Do this:
Edit the entries below by changing each "white cloud" to "puffy white cloud" and reproduce them with everything else unchanged. Omit the pictures from your answer.

---- Listing

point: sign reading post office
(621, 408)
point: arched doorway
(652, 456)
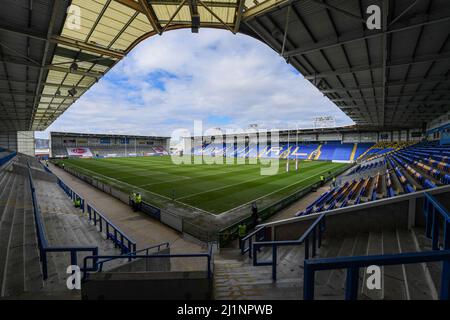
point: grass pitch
(215, 188)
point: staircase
(66, 225)
(20, 267)
(316, 154)
(236, 278)
(352, 155)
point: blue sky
(224, 80)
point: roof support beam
(151, 15)
(132, 5)
(135, 6)
(51, 25)
(407, 95)
(87, 46)
(404, 12)
(390, 64)
(64, 40)
(338, 10)
(215, 15)
(412, 103)
(23, 62)
(173, 16)
(238, 17)
(195, 16)
(389, 84)
(354, 37)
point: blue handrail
(146, 250)
(258, 234)
(98, 260)
(43, 245)
(71, 194)
(353, 264)
(311, 238)
(112, 232)
(431, 209)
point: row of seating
(368, 166)
(118, 151)
(331, 150)
(399, 172)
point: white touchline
(156, 194)
(244, 204)
(204, 211)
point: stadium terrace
(358, 212)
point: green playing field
(215, 188)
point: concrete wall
(148, 285)
(386, 214)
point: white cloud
(223, 79)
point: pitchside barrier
(230, 233)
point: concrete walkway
(144, 230)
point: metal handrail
(71, 194)
(43, 245)
(313, 234)
(353, 264)
(95, 259)
(120, 239)
(249, 238)
(158, 246)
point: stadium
(331, 212)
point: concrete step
(393, 281)
(417, 282)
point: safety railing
(157, 248)
(111, 231)
(96, 258)
(437, 218)
(311, 239)
(43, 245)
(72, 194)
(353, 265)
(246, 243)
(7, 158)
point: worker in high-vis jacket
(77, 202)
(133, 201)
(138, 201)
(242, 230)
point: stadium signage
(223, 146)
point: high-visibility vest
(242, 230)
(138, 198)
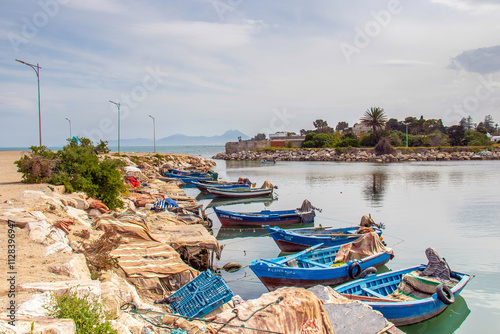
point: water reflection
(230, 232)
(424, 179)
(374, 189)
(447, 322)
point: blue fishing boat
(188, 172)
(323, 266)
(240, 192)
(297, 239)
(386, 294)
(265, 217)
(203, 187)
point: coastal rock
(36, 306)
(76, 268)
(58, 247)
(37, 325)
(82, 287)
(38, 231)
(119, 328)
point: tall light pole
(154, 133)
(69, 127)
(406, 134)
(118, 105)
(36, 68)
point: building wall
(247, 145)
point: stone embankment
(364, 155)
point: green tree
(78, 168)
(341, 126)
(260, 136)
(322, 126)
(456, 135)
(375, 118)
(475, 138)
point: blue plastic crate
(200, 296)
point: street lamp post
(406, 134)
(154, 133)
(118, 105)
(36, 68)
(69, 127)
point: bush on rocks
(384, 146)
(78, 168)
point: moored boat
(267, 217)
(265, 190)
(203, 187)
(295, 240)
(407, 296)
(189, 179)
(323, 266)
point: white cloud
(202, 34)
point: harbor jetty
(125, 261)
(365, 154)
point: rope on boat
(132, 308)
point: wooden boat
(204, 186)
(264, 217)
(188, 172)
(315, 266)
(295, 240)
(376, 291)
(240, 193)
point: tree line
(410, 132)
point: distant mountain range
(180, 139)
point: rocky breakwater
(64, 244)
(365, 155)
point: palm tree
(376, 118)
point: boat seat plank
(373, 293)
(316, 264)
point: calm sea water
(451, 206)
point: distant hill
(180, 139)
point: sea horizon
(197, 150)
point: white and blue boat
(297, 239)
(319, 266)
(381, 293)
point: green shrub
(77, 167)
(86, 312)
(38, 166)
(475, 138)
(383, 146)
(319, 140)
(366, 140)
(348, 142)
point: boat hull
(407, 312)
(248, 193)
(188, 179)
(274, 277)
(295, 240)
(265, 217)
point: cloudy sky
(201, 67)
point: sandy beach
(10, 180)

--------

Solution:
point: sign reading post office
(621, 408)
point: arched doorway
(652, 456)
point: grass pitch
(215, 188)
point: staircase
(66, 225)
(20, 267)
(316, 154)
(236, 278)
(352, 155)
point: blue sky
(224, 80)
point: roof support beam
(151, 15)
(132, 5)
(135, 6)
(51, 25)
(407, 95)
(87, 46)
(404, 12)
(390, 64)
(64, 40)
(338, 10)
(215, 15)
(412, 103)
(23, 62)
(173, 16)
(238, 17)
(195, 16)
(389, 84)
(354, 37)
point: blue handrail
(146, 250)
(258, 234)
(98, 260)
(43, 245)
(71, 194)
(353, 264)
(311, 238)
(112, 232)
(431, 209)
point: row of seating
(368, 166)
(118, 151)
(331, 150)
(399, 172)
point: white touchline
(156, 194)
(244, 204)
(204, 211)
point: stadium terrace
(358, 212)
point: green playing field
(215, 188)
point: concrete wall
(148, 285)
(386, 214)
point: puffy white cloud
(223, 79)
point: pitchside barrier
(230, 233)
point: concrete walkway
(144, 230)
point: metal handrail
(71, 194)
(43, 245)
(313, 234)
(353, 264)
(95, 259)
(120, 239)
(249, 238)
(158, 246)
point: stadium
(331, 212)
point: concrete step
(393, 281)
(417, 282)
point: safety railing
(157, 248)
(111, 231)
(96, 258)
(437, 218)
(311, 239)
(43, 245)
(72, 194)
(353, 265)
(246, 243)
(7, 158)
point: worker in high-vis jacket
(77, 202)
(133, 201)
(138, 201)
(242, 230)
point: stadium signage
(223, 146)
point: high-visibility vest
(242, 230)
(138, 198)
point: water reflection
(230, 232)
(424, 179)
(374, 189)
(447, 322)
point: blue fishing boat
(188, 172)
(323, 266)
(240, 192)
(297, 239)
(386, 294)
(265, 217)
(203, 187)
point: coastal rock
(36, 306)
(76, 268)
(58, 247)
(37, 325)
(82, 287)
(38, 231)
(119, 328)
point: tall light pole
(154, 133)
(69, 127)
(406, 134)
(118, 105)
(36, 68)
point: building wall
(247, 145)
point: stone embankment
(364, 155)
point: green tree
(78, 168)
(341, 126)
(260, 136)
(322, 126)
(456, 135)
(375, 118)
(475, 138)
point: blue plastic crate
(200, 296)
point: street lamp post
(406, 134)
(154, 133)
(118, 105)
(36, 68)
(69, 127)
point: bush on rocks
(384, 146)
(78, 168)
point: moored boat
(267, 217)
(265, 190)
(203, 187)
(295, 240)
(407, 296)
(189, 179)
(323, 266)
point: puffy white cloud
(202, 34)
point: harbor jetty
(125, 261)
(365, 154)
point: rope on boat
(132, 308)
point: wooden boat
(204, 186)
(264, 217)
(188, 172)
(315, 266)
(295, 240)
(376, 291)
(240, 193)
point: tree line
(410, 132)
point: distant mountain range
(180, 139)
point: rocky breakwater
(64, 244)
(365, 155)
point: palm tree
(376, 118)
point: boat seat plank
(373, 293)
(316, 264)
point: calm sea water
(451, 206)
point: distant hill
(180, 139)
point: sea horizon
(197, 150)
point: white and blue boat
(297, 239)
(319, 266)
(381, 293)
point: green shrub
(77, 167)
(86, 312)
(38, 166)
(475, 138)
(383, 146)
(319, 140)
(366, 140)
(348, 142)
point: boat hull
(407, 312)
(248, 193)
(188, 179)
(274, 277)
(295, 240)
(265, 217)
point: cloudy sky
(201, 67)
point: sandy beach
(10, 180)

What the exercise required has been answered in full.